* [RECORDS FOR THE TASK]:

>> begin

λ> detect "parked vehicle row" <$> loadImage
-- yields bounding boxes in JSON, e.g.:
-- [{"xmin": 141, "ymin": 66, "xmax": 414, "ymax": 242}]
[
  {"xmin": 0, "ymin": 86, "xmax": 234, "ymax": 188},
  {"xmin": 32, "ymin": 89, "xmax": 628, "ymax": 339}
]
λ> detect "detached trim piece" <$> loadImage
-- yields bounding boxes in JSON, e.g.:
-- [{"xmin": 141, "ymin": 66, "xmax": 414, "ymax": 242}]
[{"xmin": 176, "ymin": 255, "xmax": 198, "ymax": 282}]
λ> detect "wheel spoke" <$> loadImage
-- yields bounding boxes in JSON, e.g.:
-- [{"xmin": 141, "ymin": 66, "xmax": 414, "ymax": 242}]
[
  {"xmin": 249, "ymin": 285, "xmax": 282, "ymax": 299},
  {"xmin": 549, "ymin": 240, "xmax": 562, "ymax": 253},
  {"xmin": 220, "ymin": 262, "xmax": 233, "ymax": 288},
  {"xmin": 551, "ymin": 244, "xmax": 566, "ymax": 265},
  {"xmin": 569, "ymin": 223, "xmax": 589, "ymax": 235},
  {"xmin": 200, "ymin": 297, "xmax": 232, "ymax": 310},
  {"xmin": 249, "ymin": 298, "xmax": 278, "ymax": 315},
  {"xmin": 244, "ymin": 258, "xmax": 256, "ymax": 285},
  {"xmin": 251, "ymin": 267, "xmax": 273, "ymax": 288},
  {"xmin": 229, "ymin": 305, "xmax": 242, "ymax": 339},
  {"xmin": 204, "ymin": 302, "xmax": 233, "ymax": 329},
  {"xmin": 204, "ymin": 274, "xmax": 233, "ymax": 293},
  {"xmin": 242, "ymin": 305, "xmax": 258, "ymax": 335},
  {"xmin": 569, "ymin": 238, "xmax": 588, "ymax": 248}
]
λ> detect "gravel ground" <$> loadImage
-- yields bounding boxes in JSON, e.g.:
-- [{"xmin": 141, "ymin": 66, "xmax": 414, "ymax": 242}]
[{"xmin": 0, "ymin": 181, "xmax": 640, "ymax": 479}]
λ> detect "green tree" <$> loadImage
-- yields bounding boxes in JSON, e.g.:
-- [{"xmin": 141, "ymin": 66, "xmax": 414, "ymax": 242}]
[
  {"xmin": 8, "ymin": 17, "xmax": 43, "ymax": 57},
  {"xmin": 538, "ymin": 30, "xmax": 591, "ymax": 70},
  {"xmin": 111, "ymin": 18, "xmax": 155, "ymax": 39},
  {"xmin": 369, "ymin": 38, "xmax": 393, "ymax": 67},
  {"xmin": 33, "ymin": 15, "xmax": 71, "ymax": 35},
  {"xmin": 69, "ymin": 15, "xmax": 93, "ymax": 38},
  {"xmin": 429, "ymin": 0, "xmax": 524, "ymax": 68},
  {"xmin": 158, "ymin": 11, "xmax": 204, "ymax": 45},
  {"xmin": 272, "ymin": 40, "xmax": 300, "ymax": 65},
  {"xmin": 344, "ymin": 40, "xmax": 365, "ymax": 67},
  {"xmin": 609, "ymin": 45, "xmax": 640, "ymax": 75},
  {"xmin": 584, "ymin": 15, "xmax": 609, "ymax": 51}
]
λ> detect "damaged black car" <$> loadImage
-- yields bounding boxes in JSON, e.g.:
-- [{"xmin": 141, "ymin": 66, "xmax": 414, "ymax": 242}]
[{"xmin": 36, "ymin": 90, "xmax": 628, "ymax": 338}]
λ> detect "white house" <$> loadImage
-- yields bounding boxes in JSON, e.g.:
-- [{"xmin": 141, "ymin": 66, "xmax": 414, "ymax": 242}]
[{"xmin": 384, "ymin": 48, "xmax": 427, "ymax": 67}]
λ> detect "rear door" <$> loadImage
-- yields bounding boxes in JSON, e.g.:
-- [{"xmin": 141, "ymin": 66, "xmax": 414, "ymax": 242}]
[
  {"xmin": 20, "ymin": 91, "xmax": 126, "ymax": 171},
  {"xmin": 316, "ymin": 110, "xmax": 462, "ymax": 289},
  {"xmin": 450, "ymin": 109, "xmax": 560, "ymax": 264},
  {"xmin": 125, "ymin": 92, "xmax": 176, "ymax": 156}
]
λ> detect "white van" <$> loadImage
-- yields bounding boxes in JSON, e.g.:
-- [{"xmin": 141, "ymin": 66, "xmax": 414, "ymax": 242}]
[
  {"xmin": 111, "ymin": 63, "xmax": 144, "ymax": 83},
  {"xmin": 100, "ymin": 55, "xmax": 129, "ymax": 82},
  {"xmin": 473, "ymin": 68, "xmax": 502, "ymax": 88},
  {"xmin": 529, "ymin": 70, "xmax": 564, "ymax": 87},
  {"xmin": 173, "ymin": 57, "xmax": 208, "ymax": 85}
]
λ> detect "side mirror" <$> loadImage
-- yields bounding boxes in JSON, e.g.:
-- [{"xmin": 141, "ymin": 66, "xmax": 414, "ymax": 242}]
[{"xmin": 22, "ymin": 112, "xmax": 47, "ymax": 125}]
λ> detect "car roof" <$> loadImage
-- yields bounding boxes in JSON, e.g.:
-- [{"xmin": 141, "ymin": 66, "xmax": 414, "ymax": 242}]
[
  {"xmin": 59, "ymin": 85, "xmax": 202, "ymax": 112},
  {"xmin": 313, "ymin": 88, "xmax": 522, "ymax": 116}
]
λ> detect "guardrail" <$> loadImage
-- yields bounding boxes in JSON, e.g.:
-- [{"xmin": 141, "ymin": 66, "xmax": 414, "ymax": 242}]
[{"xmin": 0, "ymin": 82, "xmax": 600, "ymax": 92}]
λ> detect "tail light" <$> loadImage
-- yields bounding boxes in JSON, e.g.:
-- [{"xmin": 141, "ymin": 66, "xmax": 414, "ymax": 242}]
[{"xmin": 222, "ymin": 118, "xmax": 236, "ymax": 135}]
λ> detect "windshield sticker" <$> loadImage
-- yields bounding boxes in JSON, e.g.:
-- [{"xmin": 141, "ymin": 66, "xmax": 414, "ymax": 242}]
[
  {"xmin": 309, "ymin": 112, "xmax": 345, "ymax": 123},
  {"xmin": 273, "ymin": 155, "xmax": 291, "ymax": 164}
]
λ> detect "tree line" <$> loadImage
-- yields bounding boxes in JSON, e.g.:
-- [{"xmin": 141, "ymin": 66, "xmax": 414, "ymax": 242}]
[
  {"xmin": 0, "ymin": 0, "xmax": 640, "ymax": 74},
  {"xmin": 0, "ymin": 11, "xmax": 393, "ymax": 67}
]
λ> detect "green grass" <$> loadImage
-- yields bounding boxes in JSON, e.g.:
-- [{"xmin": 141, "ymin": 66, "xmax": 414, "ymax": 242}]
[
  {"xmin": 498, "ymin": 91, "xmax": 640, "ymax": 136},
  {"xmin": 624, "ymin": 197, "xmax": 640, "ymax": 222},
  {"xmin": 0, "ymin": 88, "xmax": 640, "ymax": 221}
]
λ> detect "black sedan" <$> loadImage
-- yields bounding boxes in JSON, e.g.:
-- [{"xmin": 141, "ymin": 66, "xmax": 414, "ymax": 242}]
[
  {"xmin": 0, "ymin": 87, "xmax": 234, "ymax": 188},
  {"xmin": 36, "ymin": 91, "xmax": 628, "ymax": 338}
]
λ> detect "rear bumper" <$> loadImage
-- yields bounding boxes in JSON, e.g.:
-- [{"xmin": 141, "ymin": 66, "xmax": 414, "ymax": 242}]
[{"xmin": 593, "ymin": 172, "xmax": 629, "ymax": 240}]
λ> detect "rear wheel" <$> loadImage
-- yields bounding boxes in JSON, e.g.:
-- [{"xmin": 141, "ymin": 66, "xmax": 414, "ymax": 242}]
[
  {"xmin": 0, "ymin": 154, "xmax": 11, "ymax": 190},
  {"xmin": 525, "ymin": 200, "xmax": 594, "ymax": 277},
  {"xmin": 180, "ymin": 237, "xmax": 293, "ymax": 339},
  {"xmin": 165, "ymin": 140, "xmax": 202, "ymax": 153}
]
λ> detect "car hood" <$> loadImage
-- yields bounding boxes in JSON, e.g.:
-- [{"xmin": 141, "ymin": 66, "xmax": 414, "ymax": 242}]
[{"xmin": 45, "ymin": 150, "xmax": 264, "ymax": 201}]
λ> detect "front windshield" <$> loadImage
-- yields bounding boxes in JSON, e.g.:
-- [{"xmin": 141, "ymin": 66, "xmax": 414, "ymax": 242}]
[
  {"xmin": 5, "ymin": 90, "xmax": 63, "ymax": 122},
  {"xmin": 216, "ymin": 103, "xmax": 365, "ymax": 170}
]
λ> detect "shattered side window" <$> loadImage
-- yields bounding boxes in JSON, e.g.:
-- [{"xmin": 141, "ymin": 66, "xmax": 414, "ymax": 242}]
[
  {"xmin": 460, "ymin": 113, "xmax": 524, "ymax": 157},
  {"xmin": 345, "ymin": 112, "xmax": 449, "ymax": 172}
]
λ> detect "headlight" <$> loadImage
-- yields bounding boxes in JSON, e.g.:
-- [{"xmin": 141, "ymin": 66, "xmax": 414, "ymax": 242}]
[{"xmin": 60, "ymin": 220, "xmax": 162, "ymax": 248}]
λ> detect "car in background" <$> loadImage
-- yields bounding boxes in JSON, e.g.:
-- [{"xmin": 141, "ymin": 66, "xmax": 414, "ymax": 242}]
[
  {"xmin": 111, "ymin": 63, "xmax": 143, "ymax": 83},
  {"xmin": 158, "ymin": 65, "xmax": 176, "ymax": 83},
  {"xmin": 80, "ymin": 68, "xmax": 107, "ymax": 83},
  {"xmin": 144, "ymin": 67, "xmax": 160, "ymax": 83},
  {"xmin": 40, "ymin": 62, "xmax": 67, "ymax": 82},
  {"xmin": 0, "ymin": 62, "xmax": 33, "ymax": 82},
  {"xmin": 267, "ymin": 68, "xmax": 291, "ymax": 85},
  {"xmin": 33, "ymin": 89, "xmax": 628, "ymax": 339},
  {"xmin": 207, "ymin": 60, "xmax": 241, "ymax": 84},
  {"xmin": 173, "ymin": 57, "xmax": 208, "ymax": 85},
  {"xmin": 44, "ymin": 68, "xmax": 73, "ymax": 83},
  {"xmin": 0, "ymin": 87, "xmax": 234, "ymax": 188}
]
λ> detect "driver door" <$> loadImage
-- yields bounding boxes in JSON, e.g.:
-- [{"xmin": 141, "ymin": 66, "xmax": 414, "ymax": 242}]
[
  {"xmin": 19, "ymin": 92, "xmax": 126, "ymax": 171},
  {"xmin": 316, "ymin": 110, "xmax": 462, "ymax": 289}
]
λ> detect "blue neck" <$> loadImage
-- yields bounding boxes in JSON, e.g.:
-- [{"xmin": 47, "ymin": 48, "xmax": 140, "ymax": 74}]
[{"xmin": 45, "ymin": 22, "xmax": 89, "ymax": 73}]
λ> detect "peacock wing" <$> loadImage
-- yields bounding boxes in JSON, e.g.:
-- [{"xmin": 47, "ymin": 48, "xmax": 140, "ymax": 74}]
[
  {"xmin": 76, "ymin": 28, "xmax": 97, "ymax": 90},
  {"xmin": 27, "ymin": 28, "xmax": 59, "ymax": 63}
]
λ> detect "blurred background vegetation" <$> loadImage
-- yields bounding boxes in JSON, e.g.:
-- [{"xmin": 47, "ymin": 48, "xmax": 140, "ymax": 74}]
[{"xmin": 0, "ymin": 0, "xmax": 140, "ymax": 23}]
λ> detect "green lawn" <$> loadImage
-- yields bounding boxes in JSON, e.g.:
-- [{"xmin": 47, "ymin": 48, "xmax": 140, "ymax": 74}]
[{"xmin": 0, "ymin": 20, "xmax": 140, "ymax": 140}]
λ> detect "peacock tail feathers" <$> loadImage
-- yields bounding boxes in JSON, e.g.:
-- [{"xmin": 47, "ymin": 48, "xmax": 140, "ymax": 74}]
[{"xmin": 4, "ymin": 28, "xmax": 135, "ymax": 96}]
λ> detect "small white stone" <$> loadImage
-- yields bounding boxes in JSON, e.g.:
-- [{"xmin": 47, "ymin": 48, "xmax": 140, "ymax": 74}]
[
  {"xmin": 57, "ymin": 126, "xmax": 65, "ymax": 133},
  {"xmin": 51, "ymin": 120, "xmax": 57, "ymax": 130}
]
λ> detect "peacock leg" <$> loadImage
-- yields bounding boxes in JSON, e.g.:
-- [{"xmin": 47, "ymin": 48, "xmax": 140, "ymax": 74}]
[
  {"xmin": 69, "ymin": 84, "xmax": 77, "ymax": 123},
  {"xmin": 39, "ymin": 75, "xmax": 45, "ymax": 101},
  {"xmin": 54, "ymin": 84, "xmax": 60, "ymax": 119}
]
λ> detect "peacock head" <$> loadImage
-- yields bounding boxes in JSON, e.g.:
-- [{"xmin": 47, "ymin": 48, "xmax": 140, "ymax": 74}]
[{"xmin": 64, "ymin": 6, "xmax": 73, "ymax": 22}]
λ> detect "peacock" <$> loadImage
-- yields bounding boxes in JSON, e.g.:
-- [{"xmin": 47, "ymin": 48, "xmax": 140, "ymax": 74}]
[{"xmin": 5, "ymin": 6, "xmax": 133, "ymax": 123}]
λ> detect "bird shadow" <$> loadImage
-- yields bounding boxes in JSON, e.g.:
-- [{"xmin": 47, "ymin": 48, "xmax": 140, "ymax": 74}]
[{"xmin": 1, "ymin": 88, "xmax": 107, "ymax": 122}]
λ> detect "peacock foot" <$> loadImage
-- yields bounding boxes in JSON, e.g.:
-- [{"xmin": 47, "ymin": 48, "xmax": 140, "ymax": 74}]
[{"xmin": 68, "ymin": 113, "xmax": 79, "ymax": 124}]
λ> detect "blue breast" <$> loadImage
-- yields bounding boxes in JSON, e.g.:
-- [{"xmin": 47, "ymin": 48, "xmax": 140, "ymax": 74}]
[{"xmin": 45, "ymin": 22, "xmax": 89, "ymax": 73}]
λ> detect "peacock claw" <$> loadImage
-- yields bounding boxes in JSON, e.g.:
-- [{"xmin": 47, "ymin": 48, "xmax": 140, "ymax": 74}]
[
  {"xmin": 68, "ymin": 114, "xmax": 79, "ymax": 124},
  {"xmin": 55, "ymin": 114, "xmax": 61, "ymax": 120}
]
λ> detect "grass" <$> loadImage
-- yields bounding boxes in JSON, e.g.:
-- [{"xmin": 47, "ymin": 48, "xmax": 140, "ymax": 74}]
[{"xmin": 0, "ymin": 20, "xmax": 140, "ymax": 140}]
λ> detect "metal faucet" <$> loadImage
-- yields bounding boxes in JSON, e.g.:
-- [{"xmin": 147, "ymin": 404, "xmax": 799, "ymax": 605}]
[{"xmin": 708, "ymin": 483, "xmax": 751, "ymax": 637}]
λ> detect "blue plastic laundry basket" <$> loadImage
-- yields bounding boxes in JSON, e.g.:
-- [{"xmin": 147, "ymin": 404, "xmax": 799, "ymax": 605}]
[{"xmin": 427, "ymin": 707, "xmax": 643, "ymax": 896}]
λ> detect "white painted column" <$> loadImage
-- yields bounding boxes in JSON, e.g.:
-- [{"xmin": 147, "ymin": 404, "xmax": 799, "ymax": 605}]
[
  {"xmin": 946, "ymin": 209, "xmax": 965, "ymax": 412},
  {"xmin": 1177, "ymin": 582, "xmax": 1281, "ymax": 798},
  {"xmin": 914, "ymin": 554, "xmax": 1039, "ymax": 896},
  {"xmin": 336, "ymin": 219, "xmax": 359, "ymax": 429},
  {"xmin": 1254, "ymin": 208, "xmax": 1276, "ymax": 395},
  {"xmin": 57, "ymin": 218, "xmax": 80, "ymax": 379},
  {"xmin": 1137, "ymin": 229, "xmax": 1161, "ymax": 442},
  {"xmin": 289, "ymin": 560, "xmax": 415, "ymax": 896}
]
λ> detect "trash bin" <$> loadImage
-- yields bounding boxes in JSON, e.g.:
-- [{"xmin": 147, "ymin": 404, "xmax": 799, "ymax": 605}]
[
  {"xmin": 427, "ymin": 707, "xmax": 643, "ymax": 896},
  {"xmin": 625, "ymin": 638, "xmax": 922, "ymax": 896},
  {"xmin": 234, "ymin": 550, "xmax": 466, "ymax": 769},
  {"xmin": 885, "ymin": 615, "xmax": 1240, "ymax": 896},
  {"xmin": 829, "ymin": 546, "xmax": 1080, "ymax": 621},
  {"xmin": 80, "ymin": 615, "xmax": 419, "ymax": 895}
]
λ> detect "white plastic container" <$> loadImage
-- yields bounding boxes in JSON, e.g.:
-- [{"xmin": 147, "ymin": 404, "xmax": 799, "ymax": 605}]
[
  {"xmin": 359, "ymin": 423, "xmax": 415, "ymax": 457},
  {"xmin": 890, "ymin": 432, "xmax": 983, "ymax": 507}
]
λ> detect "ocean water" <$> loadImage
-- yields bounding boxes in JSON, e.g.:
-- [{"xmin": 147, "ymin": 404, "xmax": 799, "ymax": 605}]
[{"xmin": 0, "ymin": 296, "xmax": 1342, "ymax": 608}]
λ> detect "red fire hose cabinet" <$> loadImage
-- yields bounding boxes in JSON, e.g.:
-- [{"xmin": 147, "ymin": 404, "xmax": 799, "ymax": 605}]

>> end

* [DIRECTIONS]:
Gather every line in the material above that contains the word "wheel", and copy each one out in full.

* [WRITTEN ANSWER]:
λ> detect "wheel spoke" <$> loadImage
λ> detect "rear wheel" <$> loadImage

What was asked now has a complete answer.